**Passage given**:
============
A Proofs in Plain-insertion-based Framework
This section lists the proofs of lemmas used in the plain-insertion algorithms (Section 5).
A.1 Proof of Lemma 4
Proof. As shown in Figure 3, condition (1) checks whether the deadline constraint of the new request \(r\) is violated, since \(\textsf {arr} [i]+\textsf {dis} (l_i,o_r)\) represents the arrival time at the new request’s origin (which is inserted after \(l_i\)). Condition (3) also checks whether the deadline constraint of the new request \(r\) is violated. For example, in Figures 3(b) and 3(c), \(\textsf {arr} [i]+\textsf {dis} (l_i,o_r)+\textsf {dis} (o_r, d_r)\) represents the arrival time at the new request’s destination, which should be earlier than the deadline \(e_r\).
Conditions (2) and (4) check whether the deadlines of the original requests are violated if \(o_r\) and \(d_r\) are inserted after \(l_i\) and \(l_j\). For condition (2), the detour of inserting \(o_r\) after \(l_i\) should satisfy the deadlines of all the requests after \(l_i\), i.e., the maximal tolerable time for detour. Thus, \(\textsf {det} (l_i,o_r,l_{i+1})\) should be smaller than \(\textsf {slack} [i]\). As for condition (4), the total detour to insert \(o_r\) and \(d_r\) should satisfy the deadlines of all the requests after \(l_j\). Similarly, \(\Delta _{i,j}\) should be smaller than \(\textsf {slack} [j]\).
A.2 Proof of Lemma 5
Proof. Condition (1) checks whether capacity constraint is violated if the new request is picked up after \(l_i\). After the new request has been picked up, condition (2) checks whether capacity constraint is violated if the following original requests are served. Here we only need to check the original requests between \(l_i\) and \(l_j\) since the new request will be delivered after \(l_j\).
A.3 Proof of Lemma 6
Proof. First, we assume \(i=\textsf {plc} [j]\) violates the capacity constraint (i.e., the first case of Equation (16) is satisfied). Based on Lemma 5, any other \(i \le j-1\) also violates the capacity constraint.
Next, we focus on the case when \(i=\textsf {plc} [j]\) only violates the deadline constraint in Lemma 4. Suppose to the contrary, there exists a \(z\) (\(z \lt j\) and \(z \ne \textsf {plc} [j]\)) which satisfies all the constraints. It indicates that for every \(k \in [z, j)\), the capacity constraint \(\textsf {pick} [k] \le c_w-c_r\) always holds. Based on the definitions of \(\textsf {dio} [\cdot ]\) and \(\textsf {plc} [\cdot ]\), we have \(\textsf {dio} [j] = \textsf {det} (l_i, o_r, l_{i+1}) \le \textsf {det} (l_z, o_r, l_{z+1}) \lt \infty\) and the integer \(i\) must exist. We complete our proof based on the four conditions of Lemma 4.
============
Collection entries
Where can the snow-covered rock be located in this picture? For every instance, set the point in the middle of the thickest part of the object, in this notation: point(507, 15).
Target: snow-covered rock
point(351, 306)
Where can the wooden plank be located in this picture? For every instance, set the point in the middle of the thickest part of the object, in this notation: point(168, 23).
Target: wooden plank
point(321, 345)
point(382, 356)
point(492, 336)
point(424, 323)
============
**Task set**:
1: Using the appendix of proofs, decide whether each statement is true. Answer yes or no for each, and quote the exact words from the text that settle it.
(a) In the proof of Lemma 4, condition (3) checks the deadline of the new request.
(b) In the proof of Lemma 5, condition (1) checks a deadline constraint.
(c) The proof of Lemma 6 begins by assuming a capacity violation.
2: Pick up the appendix of proofs after its last sentence and keep writing it.
These records were taken from a different source than the appendix of proofs.

**Expected results**:
1:
(a) Yes: "Condition (3) also checks whether the deadline constraint of the new request"
(b) No: "Condition (1) checks whether capacity constraint is violated if the new request is picked up after"
(c) Yes: "violates the capacity constraint (i.e., the first case of Equation (16) is satisfied)"

2:
When \(i\) violates Lemma 4 (1), it will also violate Lemma 4 (3), which will be proved later.
When \(i\) violates Lemma 4 (2), then we have \(\textsf {det} (l_i, o_r, l_{i+1}) \gt \textsf {slack} [i]\). In other words, the second case of Equation (16) is satisfied and \(\textsf {plc} [i+1]\) should be equal to \(\textsf {plc} [i]\) instead of \((i+1)-1=i\). Thus, \(\textsf {plc} [j]\) cannot be equal to \(i\), which is contradicted to the assumption.
When \(i\) violates Lemma 4 (3), then we have \(\textsf {arr} [j] + \textsf {det} (l_i, o_r, l_{i+1}) + \textsf {dis} (l_j,d_r) \gt e_r\), where \(\textsf {det} (l_i, o_r, l_{i+1})\) can be simplified by \(\textsf {dio} [j]\). Since \(\textsf {det} (l_i, o_r, l_{i+1}) \le \textsf {det} (l_z, o_r, l_{z+1})\), then \(\textsf {arr} [j] + \textsf {det} (l_z, o_r, l_{z+1}) + \textsf {dis} (l_j,d_r)\) must be larger than \(e_r\). Thus, \(z\) also violates Lemma 4 (3), which is contradicted to the assumption.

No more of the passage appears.